[SUPPLIED TEXT]
——————————
John Sempill, whose grace in dancing had acquired for him the surname which seems to have lain so heavily on Knox's conscience, and whose good fortune in finding favour with lovely Mary Livingston called forth Randolph's congratulations, was the eldest son of the third lord, by his second wife Elizabeth Carlyle of Torthorwold. At Court, as may have been gathered from Randolph's letters, he was known as the "Englishman", owing to the fact of his having been born in Newcastle. Although of good family himself, and in high favour at Court, being but a younger son he does not seem to have been considered on all hands as a fitting match for Mary Livingston. This the Queen, of whose making the marriage was, herself confesses in a letter to the Archbishop of Glasgow, reminding him that, "in a country where these formalities were looked to", exception had been taken to the marriage both of Mary and Magdalene Livingston on the score that they had taken as husbands "the younger sons of their peers—les puînés de leurs semblables".[87] Mary Stuart seems to have been above such prejudices, and showed how heartily she approved of the alliance between the two families by her liberality to the bride. Shortly before the marriage she gave her a band covered with pearls, a basquina of grey satin, a mantle of black taffety made in the Spanish fashion with silver buttons, and also a gown of black taffety. It was she, too, who furnished the bridal dress, which cost £30, as entered in the accounts under date of the 10th of March:—

Item: Ane pund xiii unce of silver to ane gown of Marie Levingstoune's to her mariage, the unce xxv s. Summa xxx li.
——————————
[EXERCISE INSTRUCTIONS]
Decide whether each statement agrees with the passage on John Sempill, answering yes or no and quoting the words of the passage that settle it. (a) John Sempill was born in Newcastle. (b) John Sempill was the son of the third lord by his first wife. (c) Before the marriage, the Queen gave the bride a mantle of black taffety with gold buttons.
——————————
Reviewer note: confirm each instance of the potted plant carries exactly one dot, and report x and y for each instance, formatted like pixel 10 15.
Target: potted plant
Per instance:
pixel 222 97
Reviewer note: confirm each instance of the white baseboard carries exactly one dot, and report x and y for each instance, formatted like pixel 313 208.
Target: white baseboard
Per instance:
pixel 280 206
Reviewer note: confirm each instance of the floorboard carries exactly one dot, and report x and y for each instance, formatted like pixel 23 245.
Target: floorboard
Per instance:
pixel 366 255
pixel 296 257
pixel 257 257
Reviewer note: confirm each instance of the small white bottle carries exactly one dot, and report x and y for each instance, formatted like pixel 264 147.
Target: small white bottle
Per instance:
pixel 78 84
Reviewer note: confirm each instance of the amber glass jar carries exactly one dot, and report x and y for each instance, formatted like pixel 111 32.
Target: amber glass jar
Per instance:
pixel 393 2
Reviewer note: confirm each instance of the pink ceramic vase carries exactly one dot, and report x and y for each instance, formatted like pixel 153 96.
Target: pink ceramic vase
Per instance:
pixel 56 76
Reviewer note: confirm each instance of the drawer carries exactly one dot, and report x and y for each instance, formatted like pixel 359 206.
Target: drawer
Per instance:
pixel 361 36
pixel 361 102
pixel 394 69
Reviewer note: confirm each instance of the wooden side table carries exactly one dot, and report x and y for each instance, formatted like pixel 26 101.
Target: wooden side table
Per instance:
——————————
[RESULT]
(a) Yes: "owing to the fact of his having been born in Newcastle"
(b) No: "the eldest son of the third lord, by his second wife Elizabeth Carlyle of Torthorwold"
(c) No: "a mantle of black taffety made in the Spanish fashion with silver buttons"